Instructions for the task:
Transcribe verbatim every line from the line containing "Target: sweater sleeve" to the end of the entries, including both endpoints. Output nothing beyond those lines.

-- START OF Supplied information --

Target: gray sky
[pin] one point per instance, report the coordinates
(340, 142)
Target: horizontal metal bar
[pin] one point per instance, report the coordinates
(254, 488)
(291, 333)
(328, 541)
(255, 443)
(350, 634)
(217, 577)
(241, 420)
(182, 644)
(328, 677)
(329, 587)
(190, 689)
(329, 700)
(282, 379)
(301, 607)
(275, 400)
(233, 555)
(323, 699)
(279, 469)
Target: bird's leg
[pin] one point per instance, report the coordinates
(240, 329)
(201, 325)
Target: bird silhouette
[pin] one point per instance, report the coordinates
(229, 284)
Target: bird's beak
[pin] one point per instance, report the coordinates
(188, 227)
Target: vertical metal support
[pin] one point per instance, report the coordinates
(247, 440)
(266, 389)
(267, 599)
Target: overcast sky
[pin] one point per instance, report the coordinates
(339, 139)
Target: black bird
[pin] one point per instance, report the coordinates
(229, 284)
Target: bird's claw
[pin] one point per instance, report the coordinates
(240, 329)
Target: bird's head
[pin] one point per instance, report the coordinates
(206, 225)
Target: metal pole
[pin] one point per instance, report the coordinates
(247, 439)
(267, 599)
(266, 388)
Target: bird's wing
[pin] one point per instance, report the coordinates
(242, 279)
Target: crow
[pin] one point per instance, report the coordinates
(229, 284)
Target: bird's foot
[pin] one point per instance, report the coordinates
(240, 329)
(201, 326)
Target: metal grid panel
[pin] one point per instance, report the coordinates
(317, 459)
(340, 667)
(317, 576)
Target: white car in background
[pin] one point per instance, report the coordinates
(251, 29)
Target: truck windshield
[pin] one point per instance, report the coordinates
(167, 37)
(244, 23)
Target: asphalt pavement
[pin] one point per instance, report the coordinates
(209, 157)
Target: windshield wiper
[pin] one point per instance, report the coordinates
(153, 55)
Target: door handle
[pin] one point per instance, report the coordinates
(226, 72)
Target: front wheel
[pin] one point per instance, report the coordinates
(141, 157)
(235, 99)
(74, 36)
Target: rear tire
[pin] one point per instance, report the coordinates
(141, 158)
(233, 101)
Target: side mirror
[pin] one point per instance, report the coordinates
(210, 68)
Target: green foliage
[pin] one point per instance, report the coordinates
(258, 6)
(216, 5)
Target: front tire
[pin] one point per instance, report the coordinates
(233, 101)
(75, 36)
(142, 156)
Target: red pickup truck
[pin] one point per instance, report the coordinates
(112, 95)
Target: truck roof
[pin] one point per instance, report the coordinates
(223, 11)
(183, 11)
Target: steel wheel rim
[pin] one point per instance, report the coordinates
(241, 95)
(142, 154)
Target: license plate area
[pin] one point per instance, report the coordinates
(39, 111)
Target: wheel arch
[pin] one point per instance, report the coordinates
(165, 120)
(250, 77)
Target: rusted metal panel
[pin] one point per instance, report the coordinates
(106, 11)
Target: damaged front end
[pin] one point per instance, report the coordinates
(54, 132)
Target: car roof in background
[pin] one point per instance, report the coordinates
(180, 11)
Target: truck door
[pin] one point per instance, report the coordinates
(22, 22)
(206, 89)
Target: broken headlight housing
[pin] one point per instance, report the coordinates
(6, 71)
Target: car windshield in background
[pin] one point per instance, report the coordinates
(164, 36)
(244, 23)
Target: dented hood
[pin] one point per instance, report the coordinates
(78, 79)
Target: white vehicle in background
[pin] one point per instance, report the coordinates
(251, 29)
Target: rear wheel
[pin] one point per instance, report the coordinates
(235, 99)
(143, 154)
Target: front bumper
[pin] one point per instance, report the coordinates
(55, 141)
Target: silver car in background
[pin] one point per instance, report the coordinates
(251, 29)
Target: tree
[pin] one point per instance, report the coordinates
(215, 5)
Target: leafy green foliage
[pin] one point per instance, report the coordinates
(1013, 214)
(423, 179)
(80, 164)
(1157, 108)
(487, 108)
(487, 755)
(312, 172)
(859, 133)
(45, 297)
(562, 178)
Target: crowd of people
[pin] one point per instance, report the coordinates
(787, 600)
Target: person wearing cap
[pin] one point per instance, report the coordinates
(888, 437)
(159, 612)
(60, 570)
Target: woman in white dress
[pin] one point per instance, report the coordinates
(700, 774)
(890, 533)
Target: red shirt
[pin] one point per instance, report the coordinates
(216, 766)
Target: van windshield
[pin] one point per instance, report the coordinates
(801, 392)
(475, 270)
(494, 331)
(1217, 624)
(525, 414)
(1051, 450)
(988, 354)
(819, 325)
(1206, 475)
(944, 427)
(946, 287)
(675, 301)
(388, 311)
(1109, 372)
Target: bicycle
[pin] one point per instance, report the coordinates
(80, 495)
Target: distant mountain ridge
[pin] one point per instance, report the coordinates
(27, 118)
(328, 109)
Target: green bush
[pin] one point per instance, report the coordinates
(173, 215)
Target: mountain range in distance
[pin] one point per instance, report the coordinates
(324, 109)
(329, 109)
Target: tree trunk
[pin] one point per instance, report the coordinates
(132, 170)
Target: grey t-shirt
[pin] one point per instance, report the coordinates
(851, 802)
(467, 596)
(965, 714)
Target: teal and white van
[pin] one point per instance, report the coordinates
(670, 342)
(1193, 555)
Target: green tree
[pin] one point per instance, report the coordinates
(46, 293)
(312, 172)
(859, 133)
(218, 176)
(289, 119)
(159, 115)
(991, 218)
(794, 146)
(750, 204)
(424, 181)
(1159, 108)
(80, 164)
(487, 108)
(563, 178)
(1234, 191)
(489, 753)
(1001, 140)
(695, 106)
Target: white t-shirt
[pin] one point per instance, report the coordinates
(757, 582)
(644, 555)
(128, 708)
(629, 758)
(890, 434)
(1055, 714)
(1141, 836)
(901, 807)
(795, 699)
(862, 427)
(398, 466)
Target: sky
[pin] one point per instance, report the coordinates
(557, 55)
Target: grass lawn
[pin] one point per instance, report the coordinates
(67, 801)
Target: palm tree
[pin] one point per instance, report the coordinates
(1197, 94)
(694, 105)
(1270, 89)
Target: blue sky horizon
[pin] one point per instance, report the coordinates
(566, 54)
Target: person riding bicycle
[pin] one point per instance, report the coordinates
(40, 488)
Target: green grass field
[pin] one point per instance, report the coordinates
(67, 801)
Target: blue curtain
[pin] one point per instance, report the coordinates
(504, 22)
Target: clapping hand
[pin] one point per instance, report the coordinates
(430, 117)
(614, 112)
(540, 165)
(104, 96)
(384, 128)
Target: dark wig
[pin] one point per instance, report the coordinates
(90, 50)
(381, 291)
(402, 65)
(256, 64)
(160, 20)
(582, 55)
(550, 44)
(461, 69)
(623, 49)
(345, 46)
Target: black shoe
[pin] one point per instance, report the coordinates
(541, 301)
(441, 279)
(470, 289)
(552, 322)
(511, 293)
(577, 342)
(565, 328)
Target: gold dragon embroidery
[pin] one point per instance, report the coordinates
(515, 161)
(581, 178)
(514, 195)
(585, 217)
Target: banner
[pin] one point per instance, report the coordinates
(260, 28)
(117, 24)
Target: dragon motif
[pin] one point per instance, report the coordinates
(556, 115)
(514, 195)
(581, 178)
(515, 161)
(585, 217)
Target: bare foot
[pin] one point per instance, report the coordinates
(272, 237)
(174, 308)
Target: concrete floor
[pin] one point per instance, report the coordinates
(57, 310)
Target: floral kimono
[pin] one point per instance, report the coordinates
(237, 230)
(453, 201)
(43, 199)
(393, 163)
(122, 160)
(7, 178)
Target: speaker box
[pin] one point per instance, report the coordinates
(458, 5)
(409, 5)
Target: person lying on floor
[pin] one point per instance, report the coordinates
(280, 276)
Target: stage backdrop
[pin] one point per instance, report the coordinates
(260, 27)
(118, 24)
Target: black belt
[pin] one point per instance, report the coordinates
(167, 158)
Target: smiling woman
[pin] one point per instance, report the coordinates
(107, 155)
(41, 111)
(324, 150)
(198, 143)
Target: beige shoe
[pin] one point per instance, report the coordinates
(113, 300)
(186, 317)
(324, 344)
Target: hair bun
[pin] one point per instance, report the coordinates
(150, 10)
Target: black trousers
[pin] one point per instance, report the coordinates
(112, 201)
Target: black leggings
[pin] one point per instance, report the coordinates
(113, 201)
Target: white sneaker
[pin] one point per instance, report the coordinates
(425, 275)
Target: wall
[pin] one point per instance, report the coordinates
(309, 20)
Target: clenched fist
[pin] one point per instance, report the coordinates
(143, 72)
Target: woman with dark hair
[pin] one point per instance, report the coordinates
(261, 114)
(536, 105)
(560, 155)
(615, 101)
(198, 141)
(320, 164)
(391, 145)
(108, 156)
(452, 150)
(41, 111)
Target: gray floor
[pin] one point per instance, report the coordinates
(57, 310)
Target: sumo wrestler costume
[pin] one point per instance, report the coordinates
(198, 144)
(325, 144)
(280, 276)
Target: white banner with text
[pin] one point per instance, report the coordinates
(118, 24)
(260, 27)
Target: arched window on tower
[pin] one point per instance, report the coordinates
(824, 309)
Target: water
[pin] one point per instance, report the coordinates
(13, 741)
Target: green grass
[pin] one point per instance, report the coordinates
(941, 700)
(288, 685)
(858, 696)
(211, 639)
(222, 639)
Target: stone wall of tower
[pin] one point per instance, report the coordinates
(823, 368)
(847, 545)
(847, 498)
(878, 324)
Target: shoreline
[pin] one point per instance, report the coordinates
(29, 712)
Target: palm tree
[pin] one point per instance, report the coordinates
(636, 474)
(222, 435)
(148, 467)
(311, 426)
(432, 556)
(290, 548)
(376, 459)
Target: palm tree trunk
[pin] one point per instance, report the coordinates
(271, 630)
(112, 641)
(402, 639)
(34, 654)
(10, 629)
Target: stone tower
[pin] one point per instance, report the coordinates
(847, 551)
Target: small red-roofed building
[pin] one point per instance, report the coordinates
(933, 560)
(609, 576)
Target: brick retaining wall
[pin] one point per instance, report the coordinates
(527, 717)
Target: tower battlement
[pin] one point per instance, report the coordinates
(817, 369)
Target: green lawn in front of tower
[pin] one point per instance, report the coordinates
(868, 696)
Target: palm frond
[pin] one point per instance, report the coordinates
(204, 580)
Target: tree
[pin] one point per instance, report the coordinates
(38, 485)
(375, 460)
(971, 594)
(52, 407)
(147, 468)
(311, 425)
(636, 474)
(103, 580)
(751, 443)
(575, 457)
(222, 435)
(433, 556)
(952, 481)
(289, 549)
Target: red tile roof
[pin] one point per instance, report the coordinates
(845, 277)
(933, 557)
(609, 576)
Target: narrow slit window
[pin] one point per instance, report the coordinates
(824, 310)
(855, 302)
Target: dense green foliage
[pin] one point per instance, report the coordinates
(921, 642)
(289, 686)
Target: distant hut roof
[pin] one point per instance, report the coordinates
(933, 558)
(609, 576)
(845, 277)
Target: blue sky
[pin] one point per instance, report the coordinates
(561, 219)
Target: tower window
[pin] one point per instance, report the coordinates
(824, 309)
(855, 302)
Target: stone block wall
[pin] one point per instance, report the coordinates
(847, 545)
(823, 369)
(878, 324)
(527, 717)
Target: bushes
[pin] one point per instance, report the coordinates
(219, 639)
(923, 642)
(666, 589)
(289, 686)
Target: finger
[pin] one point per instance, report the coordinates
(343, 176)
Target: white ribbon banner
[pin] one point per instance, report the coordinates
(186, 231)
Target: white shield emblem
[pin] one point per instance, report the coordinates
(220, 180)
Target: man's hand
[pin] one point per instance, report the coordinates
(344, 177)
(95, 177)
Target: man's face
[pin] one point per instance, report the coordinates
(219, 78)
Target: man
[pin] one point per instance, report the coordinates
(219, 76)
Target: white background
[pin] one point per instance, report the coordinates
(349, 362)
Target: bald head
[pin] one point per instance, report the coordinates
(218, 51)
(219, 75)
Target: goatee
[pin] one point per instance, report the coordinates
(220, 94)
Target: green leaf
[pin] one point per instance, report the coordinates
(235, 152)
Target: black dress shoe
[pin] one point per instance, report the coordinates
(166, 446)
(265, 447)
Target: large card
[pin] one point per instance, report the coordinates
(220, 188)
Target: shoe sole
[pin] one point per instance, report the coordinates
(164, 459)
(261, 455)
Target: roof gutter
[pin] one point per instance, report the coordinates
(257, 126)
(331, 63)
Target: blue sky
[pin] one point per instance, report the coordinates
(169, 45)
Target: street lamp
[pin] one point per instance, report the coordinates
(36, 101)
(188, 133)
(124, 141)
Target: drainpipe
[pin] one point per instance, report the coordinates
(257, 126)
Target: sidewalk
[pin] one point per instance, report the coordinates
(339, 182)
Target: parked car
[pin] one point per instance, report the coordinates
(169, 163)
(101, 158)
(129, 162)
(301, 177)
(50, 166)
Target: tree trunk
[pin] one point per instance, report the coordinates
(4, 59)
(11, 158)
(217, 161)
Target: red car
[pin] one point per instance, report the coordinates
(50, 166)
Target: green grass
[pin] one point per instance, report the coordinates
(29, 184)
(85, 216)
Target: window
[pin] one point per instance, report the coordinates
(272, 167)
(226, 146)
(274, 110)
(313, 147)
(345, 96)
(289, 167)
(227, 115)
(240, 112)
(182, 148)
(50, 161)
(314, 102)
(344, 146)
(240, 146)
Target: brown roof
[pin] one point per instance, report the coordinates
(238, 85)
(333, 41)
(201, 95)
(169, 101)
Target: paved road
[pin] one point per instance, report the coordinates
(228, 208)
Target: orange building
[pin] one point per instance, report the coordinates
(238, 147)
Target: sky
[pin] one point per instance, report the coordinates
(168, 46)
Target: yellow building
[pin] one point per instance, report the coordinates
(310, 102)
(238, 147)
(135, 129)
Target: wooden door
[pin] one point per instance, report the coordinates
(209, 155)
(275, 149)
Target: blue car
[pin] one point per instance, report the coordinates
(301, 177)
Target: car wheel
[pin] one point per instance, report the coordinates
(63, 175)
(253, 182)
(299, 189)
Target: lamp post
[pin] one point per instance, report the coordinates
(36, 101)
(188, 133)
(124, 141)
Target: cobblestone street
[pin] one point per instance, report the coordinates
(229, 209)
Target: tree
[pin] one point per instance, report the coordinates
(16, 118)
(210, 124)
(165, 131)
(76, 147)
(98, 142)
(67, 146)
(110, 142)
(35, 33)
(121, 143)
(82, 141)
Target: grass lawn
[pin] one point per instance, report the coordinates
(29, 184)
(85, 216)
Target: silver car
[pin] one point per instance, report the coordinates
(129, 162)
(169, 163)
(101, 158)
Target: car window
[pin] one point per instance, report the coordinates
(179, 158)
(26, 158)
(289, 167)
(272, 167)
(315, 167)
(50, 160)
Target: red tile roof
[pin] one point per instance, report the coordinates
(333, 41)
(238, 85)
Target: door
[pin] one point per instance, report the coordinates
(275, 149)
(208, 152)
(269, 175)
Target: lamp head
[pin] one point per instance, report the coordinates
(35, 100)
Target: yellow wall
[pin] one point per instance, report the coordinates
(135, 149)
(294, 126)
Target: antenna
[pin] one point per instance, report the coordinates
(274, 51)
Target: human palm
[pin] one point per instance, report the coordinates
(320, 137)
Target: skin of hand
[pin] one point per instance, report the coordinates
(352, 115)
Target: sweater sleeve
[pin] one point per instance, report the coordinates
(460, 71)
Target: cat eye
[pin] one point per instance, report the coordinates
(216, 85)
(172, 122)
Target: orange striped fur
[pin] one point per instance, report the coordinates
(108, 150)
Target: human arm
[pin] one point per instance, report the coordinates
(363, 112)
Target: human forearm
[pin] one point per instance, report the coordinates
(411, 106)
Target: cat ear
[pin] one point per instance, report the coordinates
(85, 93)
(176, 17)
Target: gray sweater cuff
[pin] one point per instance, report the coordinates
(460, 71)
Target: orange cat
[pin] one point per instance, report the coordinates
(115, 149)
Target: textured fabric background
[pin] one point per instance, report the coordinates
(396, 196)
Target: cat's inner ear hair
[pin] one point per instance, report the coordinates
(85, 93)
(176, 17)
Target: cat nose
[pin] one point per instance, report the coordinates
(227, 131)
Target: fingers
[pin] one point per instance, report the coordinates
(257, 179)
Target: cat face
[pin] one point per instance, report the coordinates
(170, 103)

-- END OF Supplied information --

Answer below:
Target: sweater sleeve
[pin] one point per instance, report the coordinates
(460, 71)
Target: cat eye
[pin] one point per instance, report the coordinates
(216, 85)
(172, 122)
Target: orange striped fur
[pin] one point per instance, report the coordinates
(108, 150)
Target: human arm
[pin] one point per instance, report the coordinates
(363, 112)
Target: human forearm
[pin] one point per instance, report the coordinates
(411, 106)
Target: cat ear
[pin] one point per instance, report the coordinates
(85, 93)
(176, 17)
Target: gray sweater cuff
[pin] one point per instance, report the coordinates
(460, 71)
Target: orange cat
[pin] one point per instance, report the coordinates
(115, 149)
Target: textured fabric background
[pin] one point per instance, report the coordinates
(396, 196)
Target: cat's inner ear hair
[pin] one point per instance, report the coordinates
(85, 93)
(176, 17)
Target: cat nose
[pin] one point per instance, report the coordinates
(227, 131)
Target: fingers
[pin] one point per instance, report the coordinates
(257, 179)
Target: cat face
[pin] one point per instance, report the coordinates
(170, 103)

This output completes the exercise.